* PROBLEM STATEMENT *
Search the listing below for the word "pillow" and copy each line that holds it.
---------------
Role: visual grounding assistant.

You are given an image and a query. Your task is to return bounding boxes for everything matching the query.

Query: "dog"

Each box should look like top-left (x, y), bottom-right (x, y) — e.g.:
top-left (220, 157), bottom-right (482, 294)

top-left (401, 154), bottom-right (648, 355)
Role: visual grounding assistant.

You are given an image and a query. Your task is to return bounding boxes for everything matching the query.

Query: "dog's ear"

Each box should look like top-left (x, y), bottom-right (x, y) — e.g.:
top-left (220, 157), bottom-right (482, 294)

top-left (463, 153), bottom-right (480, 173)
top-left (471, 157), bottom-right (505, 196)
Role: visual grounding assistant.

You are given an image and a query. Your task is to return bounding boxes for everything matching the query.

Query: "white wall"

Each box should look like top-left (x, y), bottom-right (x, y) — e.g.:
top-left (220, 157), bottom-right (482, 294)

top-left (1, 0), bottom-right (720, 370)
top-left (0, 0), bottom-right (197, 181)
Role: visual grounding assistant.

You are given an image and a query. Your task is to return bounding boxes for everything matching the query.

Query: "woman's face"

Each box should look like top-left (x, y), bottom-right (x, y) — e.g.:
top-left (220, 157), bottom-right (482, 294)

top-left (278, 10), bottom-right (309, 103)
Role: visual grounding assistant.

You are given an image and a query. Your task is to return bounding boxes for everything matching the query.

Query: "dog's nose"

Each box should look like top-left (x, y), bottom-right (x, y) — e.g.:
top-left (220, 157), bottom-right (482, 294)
---------------
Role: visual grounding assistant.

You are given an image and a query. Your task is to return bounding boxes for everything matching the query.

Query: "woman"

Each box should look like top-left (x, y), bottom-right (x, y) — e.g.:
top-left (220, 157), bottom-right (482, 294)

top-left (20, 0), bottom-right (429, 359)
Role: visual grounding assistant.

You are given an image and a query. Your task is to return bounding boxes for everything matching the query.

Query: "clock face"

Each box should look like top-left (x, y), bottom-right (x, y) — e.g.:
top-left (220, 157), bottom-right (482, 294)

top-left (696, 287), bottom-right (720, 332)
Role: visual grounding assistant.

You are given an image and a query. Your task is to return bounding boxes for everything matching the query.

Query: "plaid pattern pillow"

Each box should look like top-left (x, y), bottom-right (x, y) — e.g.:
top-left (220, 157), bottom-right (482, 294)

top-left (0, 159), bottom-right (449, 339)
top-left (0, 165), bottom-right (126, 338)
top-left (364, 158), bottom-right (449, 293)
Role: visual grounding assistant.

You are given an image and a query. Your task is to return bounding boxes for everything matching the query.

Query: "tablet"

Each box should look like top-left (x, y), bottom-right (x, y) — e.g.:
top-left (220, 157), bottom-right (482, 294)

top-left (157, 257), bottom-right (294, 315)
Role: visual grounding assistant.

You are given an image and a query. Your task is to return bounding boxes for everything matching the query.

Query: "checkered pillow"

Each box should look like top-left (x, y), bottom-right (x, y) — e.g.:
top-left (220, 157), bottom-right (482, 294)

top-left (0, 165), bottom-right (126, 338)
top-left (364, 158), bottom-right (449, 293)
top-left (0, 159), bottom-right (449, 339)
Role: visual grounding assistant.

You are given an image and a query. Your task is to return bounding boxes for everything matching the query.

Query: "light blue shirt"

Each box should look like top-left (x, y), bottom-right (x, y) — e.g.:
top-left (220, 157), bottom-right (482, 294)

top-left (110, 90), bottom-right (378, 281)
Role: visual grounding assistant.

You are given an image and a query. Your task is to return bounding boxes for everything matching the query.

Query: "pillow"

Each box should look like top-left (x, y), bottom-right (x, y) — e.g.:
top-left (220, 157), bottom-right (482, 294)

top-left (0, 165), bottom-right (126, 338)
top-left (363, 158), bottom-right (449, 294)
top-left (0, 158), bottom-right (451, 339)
---------------
* TASK RESULT *
Query: "plaid pattern pillow"
Query: "checkered pillow"
Query: "pillow"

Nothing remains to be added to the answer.